====== DATA FOR THIS TASK

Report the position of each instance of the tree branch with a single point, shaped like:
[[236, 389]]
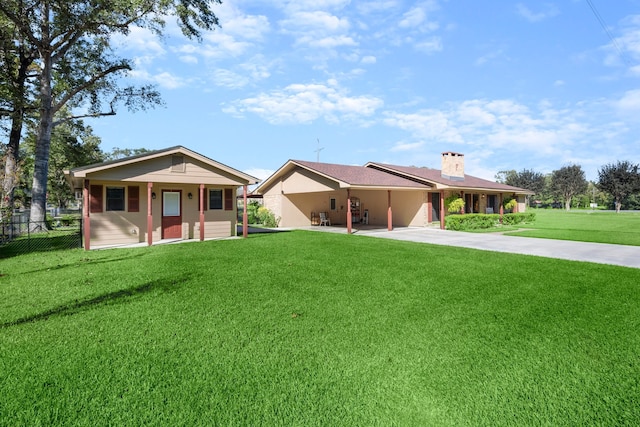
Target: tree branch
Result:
[[83, 116], [89, 83]]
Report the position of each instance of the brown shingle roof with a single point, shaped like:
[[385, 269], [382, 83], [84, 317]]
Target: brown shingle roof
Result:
[[434, 175]]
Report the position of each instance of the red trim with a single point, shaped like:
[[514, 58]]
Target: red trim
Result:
[[245, 218], [228, 199], [149, 214], [85, 215], [201, 199], [133, 198], [95, 202], [389, 213], [169, 224]]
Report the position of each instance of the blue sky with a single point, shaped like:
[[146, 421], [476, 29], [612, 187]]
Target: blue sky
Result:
[[511, 85]]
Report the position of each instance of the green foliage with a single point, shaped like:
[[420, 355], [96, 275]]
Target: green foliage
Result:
[[586, 226], [152, 336], [267, 218], [568, 182], [527, 179], [518, 218], [471, 221], [510, 203], [252, 212], [454, 203], [620, 180], [72, 144]]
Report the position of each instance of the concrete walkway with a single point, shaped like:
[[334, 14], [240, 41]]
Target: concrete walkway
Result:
[[628, 256]]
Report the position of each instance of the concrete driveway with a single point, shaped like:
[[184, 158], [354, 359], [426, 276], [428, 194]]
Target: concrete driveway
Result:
[[627, 256]]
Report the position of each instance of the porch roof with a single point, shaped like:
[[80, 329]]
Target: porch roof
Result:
[[132, 164]]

============

YOUR ASSIGNMENT
The data above should be repeated exactly, minus any pictures.

RESULT FOR THIS EXERCISE
Report the position of each instance of the tree branch with a single point, shaped like:
[[236, 389]]
Target: tree branch
Result:
[[83, 116], [89, 83]]
Report the position of each instance of the brown shingle roof with a single point, shaped like:
[[385, 269], [382, 83], [84, 317]]
Target: brown shingle roof
Result:
[[434, 175]]
Report the position of each instance of the red trim with a single point, shaped like:
[[514, 58]]
Target: red trim
Result:
[[245, 218], [228, 199], [149, 214], [85, 215], [201, 199], [133, 198], [95, 202], [389, 213], [169, 224]]
Report the position of each instance of the blue sky with a single point, shaped like:
[[146, 421], [476, 29], [612, 187]]
Target: blue sky
Result:
[[511, 85]]
Report the position of each instance of the green foliage with a single point, shaped like:
[[420, 355], [96, 275]]
Target: green foliage
Result:
[[586, 226], [152, 336], [267, 218], [568, 182], [527, 179], [518, 218], [471, 221], [510, 203], [252, 212], [454, 203], [620, 180], [72, 144]]
Report the position of each instance of the concrete walkway with a single point, shaped like:
[[334, 14], [240, 41]]
Target: concrete walkway
Result:
[[628, 256]]
Report the position of each instance of the concrete driveway with a single point, shaped like:
[[184, 158], [354, 359], [426, 276], [428, 194]]
Target: concrete driveway
Result:
[[627, 256]]
Report the position of each instance of the porch roof with a single point, shaped like:
[[80, 329]]
Target: porch roof
Result:
[[132, 164]]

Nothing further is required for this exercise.